*MATERIAL FOR THIS EXERCISE:*

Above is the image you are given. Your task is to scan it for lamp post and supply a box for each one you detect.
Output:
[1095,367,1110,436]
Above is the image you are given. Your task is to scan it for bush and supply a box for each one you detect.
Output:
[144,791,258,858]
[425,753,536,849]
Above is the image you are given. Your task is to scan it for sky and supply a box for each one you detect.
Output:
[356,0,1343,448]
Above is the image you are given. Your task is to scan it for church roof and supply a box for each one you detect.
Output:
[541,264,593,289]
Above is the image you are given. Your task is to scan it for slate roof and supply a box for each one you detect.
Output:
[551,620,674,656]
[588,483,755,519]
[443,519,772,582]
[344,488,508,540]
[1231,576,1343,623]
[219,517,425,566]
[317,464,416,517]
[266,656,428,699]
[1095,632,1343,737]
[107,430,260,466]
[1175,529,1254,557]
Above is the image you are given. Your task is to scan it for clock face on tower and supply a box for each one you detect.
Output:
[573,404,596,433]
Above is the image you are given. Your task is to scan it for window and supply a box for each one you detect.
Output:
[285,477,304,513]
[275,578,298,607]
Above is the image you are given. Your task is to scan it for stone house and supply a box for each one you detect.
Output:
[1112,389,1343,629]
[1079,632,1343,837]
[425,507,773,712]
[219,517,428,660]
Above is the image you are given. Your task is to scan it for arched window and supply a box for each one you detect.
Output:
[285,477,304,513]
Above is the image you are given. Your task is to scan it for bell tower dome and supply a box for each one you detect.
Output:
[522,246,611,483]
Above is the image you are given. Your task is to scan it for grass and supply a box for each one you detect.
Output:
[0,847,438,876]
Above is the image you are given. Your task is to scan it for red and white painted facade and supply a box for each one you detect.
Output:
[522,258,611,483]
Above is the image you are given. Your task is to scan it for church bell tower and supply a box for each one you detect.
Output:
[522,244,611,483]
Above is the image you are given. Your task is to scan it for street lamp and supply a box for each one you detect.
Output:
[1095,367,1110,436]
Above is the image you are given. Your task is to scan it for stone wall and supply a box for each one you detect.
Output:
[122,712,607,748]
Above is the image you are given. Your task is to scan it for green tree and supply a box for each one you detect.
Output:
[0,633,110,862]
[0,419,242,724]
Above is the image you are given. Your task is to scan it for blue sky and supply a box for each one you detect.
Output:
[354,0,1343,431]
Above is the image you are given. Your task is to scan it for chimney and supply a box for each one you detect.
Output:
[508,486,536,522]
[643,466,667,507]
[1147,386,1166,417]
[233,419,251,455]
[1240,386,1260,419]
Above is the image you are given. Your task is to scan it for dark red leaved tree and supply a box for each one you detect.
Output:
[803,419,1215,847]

*YOUR INSTRUCTIONS:*
Change every item above by replacing "supply" with "draw", and leave everything else as it stands.

*FINISHED EXERCISE:*
Above is the image you are given. Your task is to scan it for lamp post and draw a box for each one you detect.
Output:
[1095,367,1110,436]
Above is the image you are given. Your task is to scan it for bush and draw a box for each one you detect.
Output:
[144,791,258,858]
[425,753,536,849]
Above is the image you are given. Your task is to scan it for sky and draw a box for each one you detect.
Output:
[356,0,1343,448]
Above is the image you are given. Your task is to scan it for church roof and draw a box for each one you detect.
Output:
[541,264,593,289]
Above is the image you are given. Your task is to scan it for slate roof and draw a box for each one you detect.
Output:
[551,620,674,656]
[588,483,755,519]
[443,519,772,582]
[344,488,508,540]
[1231,576,1343,623]
[219,517,425,566]
[317,464,416,517]
[266,656,428,699]
[1095,632,1343,737]
[107,430,260,466]
[1175,529,1254,557]
Above is the image you are given. Your task is to scan it for clock face on tower and draw a box for each one you detect.
Output:
[573,404,596,433]
Above is the image you are given. Your task is to scan it for window and draw a box for each one you detect.
Output:
[285,477,304,513]
[275,578,298,607]
Above is the image you are given. Your task is to scan it for stone house and draw a box for each one you detect.
Output:
[1112,389,1343,629]
[1079,632,1343,837]
[425,507,773,712]
[219,517,428,660]
Above is the image you are given. Your task is to scan it for arched window and draw a box for each one you detect.
Output:
[285,477,304,513]
Above is the image you are given. Your task is to scan it for bell tower dome and draw a box for each one you detect.
Output:
[522,246,611,483]
Above is the image you are given. Your task is to scan it for grass and draw a box for each one you detect.
Output:
[0,847,438,876]
Above is the image you are given. Your task is to scan it for red and white painted facade and draw a box for each one you detect.
Output:
[522,258,611,483]
Above is the image you are given. Your task is to scan it for church bell tower and draw a box for each one you detect.
Output:
[522,244,611,483]
Above is the image you are given. Your task is to scan it for street lamp and draw a box for each one you detect.
Output:
[1095,367,1110,436]
Above is the image you are given. Your task is to scan it for stone wall and draw a box for each one you detect.
Output:
[122,712,607,748]
Above is the image you are given. Your task is to scan it for green tree and draw a box for each one you detect.
Output:
[0,633,110,862]
[0,419,242,724]
Above is the image you are given. Your task is to scan it for blue sky and draw a box for each one you detect.
Output:
[354,0,1343,431]
Above is the image you are given. Your task is to scan it for chimney and draw a box for each one you detect.
Output:
[508,486,536,522]
[643,466,667,507]
[1147,386,1166,417]
[233,419,251,455]
[1240,386,1260,419]
Above is the image you are given. Your task is to scan it for dark red leaved tree and draw a box for each one you detect.
Output:
[803,419,1215,847]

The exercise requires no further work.